• **INSTRUÇÃO A**: Por favor, liste todos os atores de cinema citados no texto sobre bagagem de viagem.

OS GATOS-PINGADOS DO JET SET INTERNACIONAL
Raimundo Floriano
Bagagem prática do homem viajado - Acervo Google
Que sou um homem cosmopolita, traquejado, todo mundo sabe disso. Em qualquer país onde desembarco, sou logo identificado como cidadão internacional, de seu tempo, e isso apenas por visível detalhe: a bagagem que carrego, constituída de mala com rodízios e pequena valise de mão, para objetos de uso pessoal.
Ultimamente, devido à diversificação desses objetos miúdos, tais como faca amolada, calçadeira, lixa de unha, tesoura, para serviços diversos, apito, para a xerifança, todos metálicos, até minha bagagem de mão é despachada, e eu embarco e desembarco em qualquer aeroporto tendo à mão a penas um item, este de caráter inseparável: livro, para leitura no trajeto.
A leitura, vício que carrego desde a infância, faz-me lembrar, a cada check-in, do livro Oliver Twist, do inglês Charles Dickens, escrito em 1838, no qual é narrada a triste sina dum menino nascido para sofrer e que é, a certa altura, vendido aos donos duma funerária para exercer o ofício de gato-pingado, ou seja, menino que ia à frente dos cortejos fúnebres de falecidos sem eira nem beira, desvalidos, fingindo chorar. Como eram escassos os carpideiros, surgiu esta expressão: uns poucos gatos-pingados. E o que isso tem a ver com minha elegante bagagem? Calma! Mais adiante, vocês hão de saber.
Prestem atenção nos filmes atuais. Vocês já viram o Tom Cruise, o Richard Gere, o Brad Pitt, o Anthony Hopkins, o Johnny Depp ou o John Travolta carregando bagagem além da acima descrita? Não! E sabem por quê? O segredo é que todos eles vêm, de há muito, me imitando.
Meu comportamento racional impôs-se desde os tempos em que, fazendo a primeira viagem em minha vida, quase nada tinha pra carregar, o que era característica dos sertanejos de meu tempo, que bem podiam falar como Bias, um dos Sete Sábios da Grécia: omnia mea mecum porto – levo comigo tudo que tenho.
Naquele tempo, a bagagem invariável de todo nordestino desapercebido, ao embarcar na carroceria dum caminhão, ou em balsa, lancha, vapor e motor, era a maleta, o saco de rede e um cofo ou uma cesta para carregar comida, o chamado frito da viagem. Ao desembarcar, o cofo ou a cesta já não faziam parte de sua tralha.
Cofo e cesta: munição de boca, para economizar no passadio - Acervo Google
O sertanejo tem uma virtude que o diferencia de todos os outros patrícios brasileiros: a solidariedade. Eu constato isso todas as vezes em que, no período natalino, vou embarcar algum parente ou amigo na Rodoviária de Brasília. Qualquer deles – homem ou mulher – passa o ano inteirinho trabalhando, dando duro, mas economizando cada centavo ganho, visando apenas a levar um pouco de alegria e felicidade a seus familiares que o aguardam em seu rincão. E é verdadeira mágica a acomodação de tudo o que levam nos bagageiros dos ônibus interestaduais. Nada fica sobrando. Tudo comprado no Brasil, para consumo interno, incrementando o pibinho nacional.

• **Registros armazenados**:
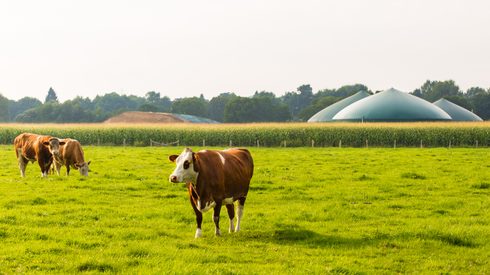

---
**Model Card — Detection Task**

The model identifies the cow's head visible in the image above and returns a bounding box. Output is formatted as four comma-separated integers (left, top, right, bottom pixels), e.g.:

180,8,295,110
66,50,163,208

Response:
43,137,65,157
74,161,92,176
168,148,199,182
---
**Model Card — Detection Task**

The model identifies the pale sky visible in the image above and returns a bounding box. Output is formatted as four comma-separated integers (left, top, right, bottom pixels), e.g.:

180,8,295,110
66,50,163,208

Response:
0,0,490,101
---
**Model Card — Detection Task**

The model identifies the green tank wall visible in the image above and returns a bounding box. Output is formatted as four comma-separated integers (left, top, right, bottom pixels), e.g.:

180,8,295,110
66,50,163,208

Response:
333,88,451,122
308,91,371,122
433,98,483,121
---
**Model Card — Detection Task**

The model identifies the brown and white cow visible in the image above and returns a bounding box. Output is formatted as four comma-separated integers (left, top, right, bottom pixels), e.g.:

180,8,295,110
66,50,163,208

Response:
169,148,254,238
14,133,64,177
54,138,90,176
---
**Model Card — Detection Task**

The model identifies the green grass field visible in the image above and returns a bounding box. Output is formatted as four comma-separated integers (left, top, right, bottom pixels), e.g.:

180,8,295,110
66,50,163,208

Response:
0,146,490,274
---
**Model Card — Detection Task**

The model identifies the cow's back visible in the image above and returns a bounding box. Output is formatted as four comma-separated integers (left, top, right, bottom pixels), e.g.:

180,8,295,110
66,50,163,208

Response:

* * *

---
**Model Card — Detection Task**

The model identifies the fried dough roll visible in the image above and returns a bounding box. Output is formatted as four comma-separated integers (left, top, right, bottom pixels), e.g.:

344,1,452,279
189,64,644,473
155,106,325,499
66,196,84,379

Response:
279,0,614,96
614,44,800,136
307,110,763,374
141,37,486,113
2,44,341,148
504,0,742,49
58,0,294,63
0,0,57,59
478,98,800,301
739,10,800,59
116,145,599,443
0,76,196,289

• **INSTRUÇÃO B**: Extraia da listagem cada linha em que aparece a palavra "green".

• **RESULTADO CORRETO A**:
Tom Cruise
Richard Gere
Brad Pitt
Anthony Hopkins
Johnny Depp
John Travolta

• **RESULTADO CORRETO B**:
The model identifies the green tank wall visible in the image above and returns a bounding box. Output is formatted as four comma-separated integers (left, top, right, bottom pixels), e.g.:
The model identifies the green grass field visible in the image above and returns a bounding box. Output is formatted as four comma-separated integers (left, top, right, bottom pixels), e.g.:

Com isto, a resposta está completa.